▶ Exercise task
Rewrite the material below, replacing "reply as" with "answer as" everywhere it appears and leaving everything else as it is.

— begin Extracted material —

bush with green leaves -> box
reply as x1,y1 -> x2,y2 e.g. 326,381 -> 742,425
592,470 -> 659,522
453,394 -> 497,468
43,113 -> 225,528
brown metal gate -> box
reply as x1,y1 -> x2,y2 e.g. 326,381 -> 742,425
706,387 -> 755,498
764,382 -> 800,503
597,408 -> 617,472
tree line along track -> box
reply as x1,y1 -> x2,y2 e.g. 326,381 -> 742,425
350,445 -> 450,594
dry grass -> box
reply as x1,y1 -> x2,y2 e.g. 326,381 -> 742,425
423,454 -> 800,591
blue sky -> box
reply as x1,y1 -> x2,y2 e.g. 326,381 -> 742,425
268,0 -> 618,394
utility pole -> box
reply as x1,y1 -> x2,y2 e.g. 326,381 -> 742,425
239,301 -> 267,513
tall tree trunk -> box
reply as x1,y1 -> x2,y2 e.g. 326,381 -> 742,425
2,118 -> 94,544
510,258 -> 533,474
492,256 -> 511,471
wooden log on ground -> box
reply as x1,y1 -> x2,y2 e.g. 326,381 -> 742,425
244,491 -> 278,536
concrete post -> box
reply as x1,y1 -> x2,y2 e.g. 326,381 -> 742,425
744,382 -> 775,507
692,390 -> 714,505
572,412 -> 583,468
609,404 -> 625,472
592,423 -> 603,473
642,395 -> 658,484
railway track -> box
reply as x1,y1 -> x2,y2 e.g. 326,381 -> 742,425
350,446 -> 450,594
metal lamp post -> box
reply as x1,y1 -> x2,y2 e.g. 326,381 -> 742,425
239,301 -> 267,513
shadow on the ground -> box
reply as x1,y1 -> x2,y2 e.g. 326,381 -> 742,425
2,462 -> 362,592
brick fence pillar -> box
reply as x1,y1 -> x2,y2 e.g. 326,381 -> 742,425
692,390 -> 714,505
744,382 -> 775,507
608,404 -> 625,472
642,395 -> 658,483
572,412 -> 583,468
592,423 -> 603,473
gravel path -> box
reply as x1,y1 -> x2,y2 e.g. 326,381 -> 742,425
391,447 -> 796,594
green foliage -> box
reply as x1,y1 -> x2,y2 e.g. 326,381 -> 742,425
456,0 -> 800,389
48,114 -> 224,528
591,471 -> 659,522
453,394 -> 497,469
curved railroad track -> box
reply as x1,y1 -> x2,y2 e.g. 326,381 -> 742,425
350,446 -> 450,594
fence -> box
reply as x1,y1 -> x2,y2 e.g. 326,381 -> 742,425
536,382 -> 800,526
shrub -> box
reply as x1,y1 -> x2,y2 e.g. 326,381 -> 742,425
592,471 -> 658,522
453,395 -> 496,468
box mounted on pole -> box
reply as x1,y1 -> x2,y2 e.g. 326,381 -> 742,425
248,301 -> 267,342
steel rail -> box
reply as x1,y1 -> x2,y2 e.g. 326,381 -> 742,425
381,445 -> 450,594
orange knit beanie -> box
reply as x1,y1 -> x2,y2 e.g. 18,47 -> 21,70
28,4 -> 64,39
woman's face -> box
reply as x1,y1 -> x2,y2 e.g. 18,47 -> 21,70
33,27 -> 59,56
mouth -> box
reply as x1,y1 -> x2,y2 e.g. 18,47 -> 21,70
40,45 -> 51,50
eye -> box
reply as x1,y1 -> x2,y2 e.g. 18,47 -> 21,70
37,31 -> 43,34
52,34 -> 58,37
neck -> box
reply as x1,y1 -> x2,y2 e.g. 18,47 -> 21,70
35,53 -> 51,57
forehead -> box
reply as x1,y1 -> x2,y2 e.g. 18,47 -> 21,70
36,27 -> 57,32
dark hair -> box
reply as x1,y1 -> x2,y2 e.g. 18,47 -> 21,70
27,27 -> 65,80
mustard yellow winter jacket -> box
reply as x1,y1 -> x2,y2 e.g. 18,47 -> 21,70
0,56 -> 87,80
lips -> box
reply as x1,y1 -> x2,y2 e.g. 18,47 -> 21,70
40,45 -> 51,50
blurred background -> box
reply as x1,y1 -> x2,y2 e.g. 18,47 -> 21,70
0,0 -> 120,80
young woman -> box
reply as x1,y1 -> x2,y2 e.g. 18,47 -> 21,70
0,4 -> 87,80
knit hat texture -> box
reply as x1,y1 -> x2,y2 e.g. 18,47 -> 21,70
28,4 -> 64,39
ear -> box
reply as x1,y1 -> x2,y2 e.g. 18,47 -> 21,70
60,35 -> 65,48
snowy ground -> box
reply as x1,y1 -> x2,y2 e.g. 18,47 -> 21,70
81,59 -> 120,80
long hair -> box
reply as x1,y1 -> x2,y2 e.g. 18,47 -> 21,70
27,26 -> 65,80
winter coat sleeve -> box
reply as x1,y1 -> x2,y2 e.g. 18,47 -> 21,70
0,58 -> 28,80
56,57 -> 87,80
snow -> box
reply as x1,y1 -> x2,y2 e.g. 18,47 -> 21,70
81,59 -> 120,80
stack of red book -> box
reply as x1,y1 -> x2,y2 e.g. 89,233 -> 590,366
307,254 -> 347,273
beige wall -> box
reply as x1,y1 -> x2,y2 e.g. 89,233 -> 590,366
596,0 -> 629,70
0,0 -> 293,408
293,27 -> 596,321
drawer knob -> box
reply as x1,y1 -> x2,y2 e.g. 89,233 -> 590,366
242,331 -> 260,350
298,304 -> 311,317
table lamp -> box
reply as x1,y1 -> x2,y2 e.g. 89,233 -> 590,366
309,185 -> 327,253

— end Extracted material —

▶ Response to the task
bush with green leaves -> box
answer as x1,y1 -> x2,y2 e.g. 326,381 -> 742,425
592,470 -> 659,522
453,394 -> 497,468
43,113 -> 225,528
brown metal gate -> box
answer as x1,y1 -> x2,y2 e.g. 326,381 -> 742,425
706,387 -> 755,498
764,382 -> 800,503
597,408 -> 617,472
tree line along track -> box
answer as x1,y1 -> x2,y2 e.g. 326,381 -> 742,425
350,445 -> 450,594
dry grass -> box
answer as x1,y1 -> x2,y2 e.g. 326,381 -> 742,425
423,454 -> 800,591
blue sky -> box
answer as x1,y1 -> x2,y2 e.g. 326,381 -> 742,425
268,0 -> 618,394
utility pole -> box
answer as x1,y1 -> x2,y2 e.g. 326,381 -> 742,425
239,301 -> 267,513
tall tree trunk -> box
answer as x1,y1 -> x2,y2 e.g. 326,381 -> 742,425
2,118 -> 94,544
510,258 -> 533,474
492,256 -> 511,471
wooden log on ground -> box
answer as x1,y1 -> x2,y2 e.g. 326,381 -> 742,425
244,491 -> 278,536
concrete post -> box
answer as x1,y1 -> x2,y2 e.g. 326,381 -> 742,425
744,382 -> 775,507
692,390 -> 714,505
572,412 -> 583,468
609,404 -> 625,472
592,423 -> 603,473
642,395 -> 658,484
railway track -> box
answer as x1,y1 -> x2,y2 e.g. 326,381 -> 742,425
350,446 -> 450,594
metal lamp post -> box
answer as x1,y1 -> x2,y2 e.g. 326,381 -> 742,425
239,301 -> 267,513
shadow on the ground -> box
answer as x1,y1 -> x2,y2 e.g. 326,381 -> 742,425
2,462 -> 362,592
brick fence pillar -> box
answer as x1,y1 -> x2,y2 e.g. 326,381 -> 742,425
692,390 -> 714,505
744,382 -> 775,507
608,404 -> 625,472
642,395 -> 658,483
572,412 -> 583,468
592,423 -> 603,473
gravel path -> box
answer as x1,y1 -> x2,y2 e.g. 326,381 -> 742,425
391,447 -> 796,594
green foliage -> box
answer as x1,y1 -> x2,y2 e.g. 326,381 -> 742,425
456,0 -> 800,389
48,114 -> 224,528
591,471 -> 659,522
453,394 -> 497,469
curved railroad track -> box
answer as x1,y1 -> x2,y2 e.g. 326,381 -> 742,425
350,446 -> 450,594
fence -> box
answer as x1,y1 -> x2,y2 e.g. 326,381 -> 742,425
536,382 -> 800,526
shrub -> box
answer as x1,y1 -> x2,y2 e.g. 326,381 -> 742,425
592,471 -> 658,522
453,395 -> 496,468
box mounted on pole -> box
answer as x1,y1 -> x2,y2 e.g. 326,381 -> 742,425
248,301 -> 267,342
steel rail -> box
answer as x1,y1 -> x2,y2 e.g. 326,381 -> 742,425
381,445 -> 450,594
orange knit beanie -> box
answer as x1,y1 -> x2,y2 e.g. 18,47 -> 21,70
28,4 -> 64,39
woman's face -> box
answer as x1,y1 -> x2,y2 e.g. 18,47 -> 21,70
33,27 -> 59,56
mouth -> box
answer as x1,y1 -> x2,y2 e.g. 18,47 -> 21,70
40,45 -> 51,50
eye -> box
answer as x1,y1 -> x2,y2 e.g. 18,47 -> 21,70
37,31 -> 43,34
52,34 -> 58,37
neck -> box
answer as x1,y1 -> x2,y2 e.g. 18,47 -> 21,70
35,53 -> 51,57
forehead -> box
answer as x1,y1 -> x2,y2 e.g. 18,47 -> 21,70
36,27 -> 57,32
dark hair -> box
answer as x1,y1 -> x2,y2 e.g. 18,47 -> 21,70
27,27 -> 65,80
mustard yellow winter jacket -> box
answer as x1,y1 -> x2,y2 e.g. 18,47 -> 21,70
0,56 -> 87,80
lips -> box
answer as x1,y1 -> x2,y2 e.g. 18,47 -> 21,70
40,45 -> 51,50
blurred background -> box
answer as x1,y1 -> x2,y2 e.g. 18,47 -> 21,70
0,0 -> 120,80
young woman -> box
answer as x1,y1 -> x2,y2 e.g. 18,47 -> 21,70
0,4 -> 87,80
knit hat texture -> box
answer as x1,y1 -> x2,y2 e.g. 18,47 -> 21,70
28,4 -> 64,39
ear -> box
answer as x1,y1 -> x2,y2 e.g. 18,47 -> 21,70
60,35 -> 65,48
snowy ground -> box
answer as x1,y1 -> x2,y2 e.g. 18,47 -> 21,70
81,59 -> 120,80
long hair -> box
answer as x1,y1 -> x2,y2 e.g. 18,47 -> 21,70
27,26 -> 65,80
winter coat sleeve -> box
answer as x1,y1 -> x2,y2 e.g. 18,47 -> 21,70
0,58 -> 28,80
56,57 -> 87,80
snow -> box
answer as x1,y1 -> x2,y2 e.g. 18,47 -> 21,70
81,59 -> 120,80
stack of red book -> box
answer as x1,y1 -> x2,y2 e.g. 89,233 -> 590,366
307,254 -> 347,273
beige wall -> box
answer as x1,y1 -> x2,y2 e.g. 89,233 -> 590,366
596,0 -> 629,70
0,0 -> 293,408
293,27 -> 596,321
drawer knob -> box
answer as x1,y1 -> x2,y2 e.g. 89,233 -> 590,366
242,331 -> 260,350
298,304 -> 311,317
table lamp -> box
answer as x1,y1 -> x2,y2 e.g. 89,233 -> 590,366
309,185 -> 327,253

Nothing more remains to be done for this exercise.